(WHAT IS REQUIRED) How many lines in the items below contain the string "cloud"? Reply with the number alone.

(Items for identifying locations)
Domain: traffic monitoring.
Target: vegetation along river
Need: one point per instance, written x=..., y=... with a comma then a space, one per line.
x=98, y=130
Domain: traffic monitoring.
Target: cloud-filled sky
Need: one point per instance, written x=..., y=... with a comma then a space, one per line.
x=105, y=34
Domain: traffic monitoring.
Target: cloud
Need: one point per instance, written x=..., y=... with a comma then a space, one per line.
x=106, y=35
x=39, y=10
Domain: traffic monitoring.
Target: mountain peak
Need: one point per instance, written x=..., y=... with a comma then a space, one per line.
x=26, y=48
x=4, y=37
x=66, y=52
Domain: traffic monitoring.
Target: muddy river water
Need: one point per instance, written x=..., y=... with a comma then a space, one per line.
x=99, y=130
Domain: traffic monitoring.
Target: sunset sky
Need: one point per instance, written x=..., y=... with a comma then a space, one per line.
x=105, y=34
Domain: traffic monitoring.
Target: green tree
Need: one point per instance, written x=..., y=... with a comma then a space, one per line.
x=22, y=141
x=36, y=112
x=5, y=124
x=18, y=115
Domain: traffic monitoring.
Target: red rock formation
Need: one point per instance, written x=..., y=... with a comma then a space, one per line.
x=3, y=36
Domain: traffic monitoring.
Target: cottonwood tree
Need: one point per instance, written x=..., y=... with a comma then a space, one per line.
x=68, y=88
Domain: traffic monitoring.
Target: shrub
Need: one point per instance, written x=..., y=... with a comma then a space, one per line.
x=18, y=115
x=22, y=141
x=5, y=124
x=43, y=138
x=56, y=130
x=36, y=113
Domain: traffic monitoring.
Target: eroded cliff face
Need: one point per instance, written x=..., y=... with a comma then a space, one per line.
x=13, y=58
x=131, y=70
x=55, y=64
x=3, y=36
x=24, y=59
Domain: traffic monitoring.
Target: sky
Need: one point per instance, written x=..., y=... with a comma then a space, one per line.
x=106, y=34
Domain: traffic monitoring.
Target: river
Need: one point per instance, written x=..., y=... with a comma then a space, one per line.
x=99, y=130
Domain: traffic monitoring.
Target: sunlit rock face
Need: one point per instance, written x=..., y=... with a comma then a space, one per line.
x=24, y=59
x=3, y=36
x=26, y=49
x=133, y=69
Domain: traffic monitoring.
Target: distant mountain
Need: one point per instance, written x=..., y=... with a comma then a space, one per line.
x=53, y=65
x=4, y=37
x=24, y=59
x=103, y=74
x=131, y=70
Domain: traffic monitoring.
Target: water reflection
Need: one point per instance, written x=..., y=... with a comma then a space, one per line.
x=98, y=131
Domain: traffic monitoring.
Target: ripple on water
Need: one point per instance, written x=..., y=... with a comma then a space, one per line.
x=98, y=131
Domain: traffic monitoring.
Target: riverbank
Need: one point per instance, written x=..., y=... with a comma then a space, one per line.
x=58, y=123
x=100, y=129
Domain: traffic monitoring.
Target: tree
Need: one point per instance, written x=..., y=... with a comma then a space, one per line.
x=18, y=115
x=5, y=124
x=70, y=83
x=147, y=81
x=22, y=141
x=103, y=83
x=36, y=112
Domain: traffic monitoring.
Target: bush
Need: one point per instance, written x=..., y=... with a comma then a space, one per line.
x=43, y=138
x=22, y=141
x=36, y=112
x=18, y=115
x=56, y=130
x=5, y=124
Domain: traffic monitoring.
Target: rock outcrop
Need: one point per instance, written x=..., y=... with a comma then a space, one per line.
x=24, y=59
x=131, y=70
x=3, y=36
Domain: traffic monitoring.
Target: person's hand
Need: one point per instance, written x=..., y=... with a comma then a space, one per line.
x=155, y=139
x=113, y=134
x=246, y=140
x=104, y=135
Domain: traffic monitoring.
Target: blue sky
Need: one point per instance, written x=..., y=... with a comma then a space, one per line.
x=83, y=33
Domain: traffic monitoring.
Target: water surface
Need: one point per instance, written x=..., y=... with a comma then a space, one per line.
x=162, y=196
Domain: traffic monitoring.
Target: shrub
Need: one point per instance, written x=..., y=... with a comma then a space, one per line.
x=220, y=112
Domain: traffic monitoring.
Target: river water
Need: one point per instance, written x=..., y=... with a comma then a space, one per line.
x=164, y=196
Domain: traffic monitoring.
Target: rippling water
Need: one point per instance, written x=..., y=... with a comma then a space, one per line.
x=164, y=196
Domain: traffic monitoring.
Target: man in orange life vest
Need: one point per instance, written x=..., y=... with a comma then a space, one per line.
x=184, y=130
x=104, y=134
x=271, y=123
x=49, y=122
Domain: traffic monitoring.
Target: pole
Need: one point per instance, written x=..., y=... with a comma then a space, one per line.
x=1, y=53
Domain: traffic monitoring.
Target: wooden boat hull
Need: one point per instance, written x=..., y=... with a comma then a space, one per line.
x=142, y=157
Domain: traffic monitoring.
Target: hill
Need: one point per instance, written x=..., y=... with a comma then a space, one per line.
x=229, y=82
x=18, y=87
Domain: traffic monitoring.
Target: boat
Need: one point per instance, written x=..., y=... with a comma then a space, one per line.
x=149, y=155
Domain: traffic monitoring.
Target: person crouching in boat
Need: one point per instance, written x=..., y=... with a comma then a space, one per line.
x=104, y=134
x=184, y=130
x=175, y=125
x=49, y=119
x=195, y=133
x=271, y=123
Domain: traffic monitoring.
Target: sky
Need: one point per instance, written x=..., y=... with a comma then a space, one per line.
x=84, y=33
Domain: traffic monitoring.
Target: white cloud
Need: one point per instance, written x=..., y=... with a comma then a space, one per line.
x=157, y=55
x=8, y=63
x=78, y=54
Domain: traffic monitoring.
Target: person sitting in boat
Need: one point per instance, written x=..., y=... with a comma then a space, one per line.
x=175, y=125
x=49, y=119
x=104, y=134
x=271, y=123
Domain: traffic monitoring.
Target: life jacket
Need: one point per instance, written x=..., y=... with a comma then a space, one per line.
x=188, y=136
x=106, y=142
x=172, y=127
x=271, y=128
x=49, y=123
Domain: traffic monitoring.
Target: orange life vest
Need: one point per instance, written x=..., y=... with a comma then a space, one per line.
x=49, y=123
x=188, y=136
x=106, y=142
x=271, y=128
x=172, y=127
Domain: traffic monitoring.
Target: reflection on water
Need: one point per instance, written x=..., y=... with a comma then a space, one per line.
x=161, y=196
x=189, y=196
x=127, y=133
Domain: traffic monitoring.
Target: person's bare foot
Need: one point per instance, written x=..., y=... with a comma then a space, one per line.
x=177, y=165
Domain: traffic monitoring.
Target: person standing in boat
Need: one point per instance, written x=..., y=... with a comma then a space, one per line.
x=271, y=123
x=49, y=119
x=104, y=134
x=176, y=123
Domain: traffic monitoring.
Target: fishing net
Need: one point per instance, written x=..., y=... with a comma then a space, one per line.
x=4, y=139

(PROBLEM SOLUTION) 3